- **WHAT TO PRODUCE**
Swap every "one space apart" in the records below for "separated by a single space", and give the lines back with nothing else changed.

(Dataset rows showing where objects appear)

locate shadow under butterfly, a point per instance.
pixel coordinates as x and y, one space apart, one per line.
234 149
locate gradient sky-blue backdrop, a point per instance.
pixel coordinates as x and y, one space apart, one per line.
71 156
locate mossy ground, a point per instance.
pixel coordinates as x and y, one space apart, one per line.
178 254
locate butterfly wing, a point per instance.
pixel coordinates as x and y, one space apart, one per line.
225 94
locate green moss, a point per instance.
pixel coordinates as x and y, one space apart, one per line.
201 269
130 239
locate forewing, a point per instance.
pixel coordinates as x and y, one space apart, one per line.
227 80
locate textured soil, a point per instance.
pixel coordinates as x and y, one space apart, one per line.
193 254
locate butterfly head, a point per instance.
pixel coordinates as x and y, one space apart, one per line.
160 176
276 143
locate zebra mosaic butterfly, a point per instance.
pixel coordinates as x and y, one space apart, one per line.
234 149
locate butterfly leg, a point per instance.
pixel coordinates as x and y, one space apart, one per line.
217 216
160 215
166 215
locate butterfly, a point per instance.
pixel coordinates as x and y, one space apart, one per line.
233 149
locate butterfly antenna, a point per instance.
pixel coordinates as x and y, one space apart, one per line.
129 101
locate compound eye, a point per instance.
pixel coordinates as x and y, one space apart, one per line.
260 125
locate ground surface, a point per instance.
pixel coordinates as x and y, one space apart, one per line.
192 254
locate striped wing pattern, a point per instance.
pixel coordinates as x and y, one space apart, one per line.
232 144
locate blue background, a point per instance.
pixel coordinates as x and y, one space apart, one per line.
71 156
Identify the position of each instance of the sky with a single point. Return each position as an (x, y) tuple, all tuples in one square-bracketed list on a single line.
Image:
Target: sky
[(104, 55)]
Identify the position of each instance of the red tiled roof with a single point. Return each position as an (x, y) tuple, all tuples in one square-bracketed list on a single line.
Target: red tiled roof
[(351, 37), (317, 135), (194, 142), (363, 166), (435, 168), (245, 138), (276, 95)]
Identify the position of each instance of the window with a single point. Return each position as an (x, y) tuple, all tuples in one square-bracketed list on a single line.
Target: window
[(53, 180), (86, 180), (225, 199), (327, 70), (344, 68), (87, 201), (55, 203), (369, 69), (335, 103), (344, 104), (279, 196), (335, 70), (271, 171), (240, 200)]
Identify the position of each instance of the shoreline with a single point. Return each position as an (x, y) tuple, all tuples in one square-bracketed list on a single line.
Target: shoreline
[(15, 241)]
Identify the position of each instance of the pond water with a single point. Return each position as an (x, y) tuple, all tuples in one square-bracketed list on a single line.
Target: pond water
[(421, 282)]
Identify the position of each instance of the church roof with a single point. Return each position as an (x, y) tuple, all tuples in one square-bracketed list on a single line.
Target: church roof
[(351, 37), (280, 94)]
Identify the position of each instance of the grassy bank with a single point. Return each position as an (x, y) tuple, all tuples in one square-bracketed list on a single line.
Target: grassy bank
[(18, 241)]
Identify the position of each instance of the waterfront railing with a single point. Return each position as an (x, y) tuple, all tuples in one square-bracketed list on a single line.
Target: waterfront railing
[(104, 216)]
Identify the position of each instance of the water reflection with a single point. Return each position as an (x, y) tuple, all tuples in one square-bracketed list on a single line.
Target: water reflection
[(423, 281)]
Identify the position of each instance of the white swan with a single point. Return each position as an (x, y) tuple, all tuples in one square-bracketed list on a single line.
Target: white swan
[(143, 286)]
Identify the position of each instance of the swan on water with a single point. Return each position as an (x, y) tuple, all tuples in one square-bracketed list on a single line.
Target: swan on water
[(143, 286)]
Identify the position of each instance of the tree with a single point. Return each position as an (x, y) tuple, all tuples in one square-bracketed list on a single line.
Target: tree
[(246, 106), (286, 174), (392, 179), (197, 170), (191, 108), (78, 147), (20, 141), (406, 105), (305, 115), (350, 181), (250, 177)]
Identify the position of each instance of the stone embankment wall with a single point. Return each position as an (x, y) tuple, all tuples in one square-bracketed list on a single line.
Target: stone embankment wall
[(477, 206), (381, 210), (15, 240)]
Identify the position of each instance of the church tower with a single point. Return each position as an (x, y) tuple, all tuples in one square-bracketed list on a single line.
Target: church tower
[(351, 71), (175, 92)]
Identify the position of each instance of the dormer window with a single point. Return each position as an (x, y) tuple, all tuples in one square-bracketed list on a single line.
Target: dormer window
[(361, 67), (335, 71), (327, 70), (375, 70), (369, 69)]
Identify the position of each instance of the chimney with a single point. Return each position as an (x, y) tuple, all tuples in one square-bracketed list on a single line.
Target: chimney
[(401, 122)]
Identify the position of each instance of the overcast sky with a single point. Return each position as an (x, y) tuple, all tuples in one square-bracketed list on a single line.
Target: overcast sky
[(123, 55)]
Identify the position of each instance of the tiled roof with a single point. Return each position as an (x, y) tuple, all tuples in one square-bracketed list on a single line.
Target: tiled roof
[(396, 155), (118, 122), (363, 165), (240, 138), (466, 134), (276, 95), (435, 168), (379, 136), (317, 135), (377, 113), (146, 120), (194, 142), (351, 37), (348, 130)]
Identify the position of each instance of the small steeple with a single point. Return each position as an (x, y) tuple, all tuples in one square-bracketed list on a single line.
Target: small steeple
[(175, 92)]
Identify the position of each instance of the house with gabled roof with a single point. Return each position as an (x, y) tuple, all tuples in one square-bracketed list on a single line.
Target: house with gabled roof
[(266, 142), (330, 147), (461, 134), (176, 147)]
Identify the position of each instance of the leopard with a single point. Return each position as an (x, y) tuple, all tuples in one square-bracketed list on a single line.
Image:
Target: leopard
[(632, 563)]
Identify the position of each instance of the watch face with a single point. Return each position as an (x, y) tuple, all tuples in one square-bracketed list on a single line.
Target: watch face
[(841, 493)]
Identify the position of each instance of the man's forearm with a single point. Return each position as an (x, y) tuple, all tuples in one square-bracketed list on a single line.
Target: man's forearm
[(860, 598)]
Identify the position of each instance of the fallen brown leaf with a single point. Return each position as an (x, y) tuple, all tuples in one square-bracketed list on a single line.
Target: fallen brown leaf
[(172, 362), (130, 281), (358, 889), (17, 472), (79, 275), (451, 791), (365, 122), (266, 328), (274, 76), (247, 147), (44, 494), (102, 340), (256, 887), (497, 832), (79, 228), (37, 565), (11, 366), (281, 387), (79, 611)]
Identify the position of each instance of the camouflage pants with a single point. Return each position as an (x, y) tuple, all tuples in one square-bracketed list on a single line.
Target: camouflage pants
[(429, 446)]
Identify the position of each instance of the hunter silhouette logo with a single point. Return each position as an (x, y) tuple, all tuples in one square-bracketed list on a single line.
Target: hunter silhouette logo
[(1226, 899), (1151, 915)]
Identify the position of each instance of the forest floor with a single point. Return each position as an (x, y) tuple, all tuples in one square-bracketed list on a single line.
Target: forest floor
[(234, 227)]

- **ANSWER TO THE EXERCISE**
locate shadow under butterfly, a point per instance.
pixel coordinates as x and y, separated by a single space, one per line.
234 149
locate gradient sky-blue backdrop, a point per instance.
pixel coordinates as x and y, separated by a single space, one per line.
71 156
locate mossy ground, a point per instance.
pixel coordinates as x and y, separated by a single space, one per line.
178 254
locate butterfly wing, a point per instance.
pixel coordinates as x and y, separated by a single space, one per line.
225 94
locate green moss, a point per instance.
pixel coordinates as x and y, separated by a single space, one per line.
201 269
130 239
locate forewing, a point per instance.
pixel coordinates as x and y, separated by a single space, one per line.
227 80
locate textured soil, a point per instance.
pixel coordinates as x and y, separated by a single space, one per line.
193 254
locate butterfly head, a point per instance.
pixel coordinates as x and y, separated by a single space, one per line.
160 176
276 143
locate zebra mosaic butterfly, a point per instance.
pixel coordinates as x and y, separated by a single space, one per line.
234 149
locate butterfly leg, a point per instance.
pixel coordinates as x and y, separated by a single space, one per line.
217 216
160 215
166 215
locate butterfly, a point per instance.
pixel coordinates as x and y, separated by a single space, one per line.
233 149
locate butterfly antenna, a point per instance.
pixel coordinates as x and y, separated by a single space, one per line.
129 101
locate compound eye, a point per instance.
pixel coordinates as x and y, separated by a single space, one per line.
260 125
locate ground surface, a point per instance.
pixel coordinates as x and y, separated by a single space, one per line.
192 254
locate striped wing pattern, a point per instance.
pixel coordinates as x and y, separated by a single space, one per line.
232 144
locate blue background, a point per instance.
pixel coordinates as x and y, separated by a single space, one per line.
71 156
Identify the position of each instance of the sky with a single point. Return each position as an (x, y) tuple, all tuples in one square-bracketed list on a single line.
Image:
Target: sky
[(104, 55)]
Identify the position of each instance of the red tiled roof with a single point. Return each position as an (x, y) tuple, all tuples in one square-bracketed list on a single line.
Target: red tiled roof
[(351, 37), (317, 135), (194, 142), (363, 166), (435, 168), (245, 138), (276, 95)]
Identify the position of each instance of the window with a single point. Return each position as an (x, y) tuple, all tuples in one square-bracketed list on a single line.
Target: window
[(53, 180), (86, 180), (225, 199), (327, 70), (344, 68), (87, 201), (55, 203), (369, 69), (335, 103), (344, 104), (279, 196), (335, 70), (271, 171), (240, 200)]
Identify the position of each instance of the shoreline with a single point. Return each position as an (x, y) tuple, all tuples in one square-bracketed list on a single line.
Target: shoreline
[(15, 241)]
Identify the position of each instance of the pond water with a single point. Return each position as an (x, y) tuple, all tuples in one square-bracketed list on a single line.
Target: pond water
[(421, 282)]
Identify the position of each instance of the church roof with a single point. Return each position as an (x, y) tuple, all tuples in one square-bracketed list on a single line.
Target: church roof
[(351, 37), (280, 94)]
Identify the position of each instance of the grassy bank with a single point. Return each position as an (x, y) tuple, all tuples in one square-bracketed list on a single line.
Target: grassy bank
[(18, 241)]
Identify the position of each instance of the waterfront railing with a single point. Return each position as an (x, y) tuple, all tuples in one square-bracketed list on a single line.
Target: waterfront railing
[(104, 216)]
Identify the position of each instance of the water reflection with a single point. Return each position as an (x, y) tuple, all tuples in one square-bracketed list on a single line.
Target: water reflection
[(423, 281)]
Identify the position of each instance of the white swan with a single point. Return each position as an (x, y) tuple, all tuples in one square-bracketed list on a single line.
Target: white swan
[(143, 286)]
Identify the position of each instance of the swan on water with a single point. Return each position as an (x, y) tuple, all tuples in one square-bracketed list on a single line.
Target: swan on water
[(143, 286)]
Identify the position of each instance of the tree with a single point. Return each position as an (x, y) tuple, all tuples in one square-bracketed list on a single line.
Target: tree
[(246, 106), (286, 174), (392, 179), (197, 170), (191, 108), (78, 147), (20, 141), (406, 105), (305, 115), (350, 181), (250, 177)]
Identify the position of each instance of the stone embankment wall with a single point. Return each position as an (x, y) tuple, all tuples in one square-bracketed list on a single line.
Target: stone embankment wall
[(477, 206), (381, 210), (15, 240)]
Identify the position of each instance of the church tower with a single point. Return each position as an (x, y) tuple, all tuples in one square-bracketed list on a single line.
Target: church tower
[(351, 71), (175, 92)]
Identify the position of each instance of the dormer window with a single point. Return each position as an (x, y) tuple, all tuples in one square-bracketed list on a single line.
Target: dormer window
[(361, 67), (335, 71), (327, 70), (375, 70), (369, 69)]
Identify the position of each instance of the chimney with a single point. Return each position as an (x, y) tuple, all tuples in one square-bracketed list on a single line.
Target: chimney
[(401, 122)]
Identify the position of each instance of the overcast sky with a single point. Return each position as an (x, y) tuple, all tuples in one square-bracketed list on a single line.
Target: overcast sky
[(123, 55)]
Identify the position of each instance of the tiled roof with a single point. Return each position as an (x, y) tuple, all tuples in one square-bracketed list on a single line.
Target: tiled roof
[(396, 155), (118, 122), (363, 165), (240, 138), (466, 134), (276, 95), (435, 168), (379, 136), (317, 135), (377, 113), (146, 120), (194, 142), (351, 37), (348, 130)]
Identify the position of each instance of the small steeple with a single point. Return each position as an (x, y) tuple, all tuples in one square-bracketed list on a single line.
Target: small steeple
[(175, 92)]
Identify the position of each instance of the house with gabled roof with a single point. Return each position as an (x, y) tuple, all tuples in one square-bracketed list on a single line.
Target: house with gabled roof
[(266, 142), (330, 147), (461, 134), (176, 147)]
Identify the position of each instance of the leopard with a single point. Return each position as an (x, y) tuple, all tuples in one square-bracketed list on a single line.
Image:
Target: leopard
[(632, 563)]
Identify the position of each instance of the watch face with a single point. Return each position as an (x, y) tuple, all tuples in one square-bracketed list on a single line.
Target: watch face
[(841, 493)]
Identify the position of each instance of the man's forearm with a single point. Return each position as an (x, y) tuple, all tuples in one square-bracketed list on a single line.
Target: man's forearm
[(860, 598)]
Identify the position of each instance of the fallen brown leaf with a single point. Return each position as an (x, y) tuple, all tuples in one square-bracketed list on a single line.
Target: fallen brown leaf
[(172, 362), (130, 281), (358, 889), (17, 472), (79, 275), (451, 791), (365, 122), (266, 328), (274, 76), (247, 147), (44, 494), (102, 340), (256, 887), (497, 832), (79, 228), (37, 565), (11, 366), (281, 387), (79, 611)]
Identify the position of each instance of the camouflage pants with a single point. Return each position as an (x, y) tuple, all tuples in one square-bracketed list on a single line.
Target: camouflage pants
[(429, 446)]
Identify the position of each instance of the hunter silhouette logo with a single point. Return each position as an (x, y) tuple, all tuples in one square-bracketed list on a single line.
Target: hunter silhouette logo
[(1226, 899), (1151, 915)]
Identify the position of each instance of the forest floor with a single point. Return each position as an (x, y) tuple, all tuples in one square-bracketed list on a single line.
Target: forest floor
[(234, 227)]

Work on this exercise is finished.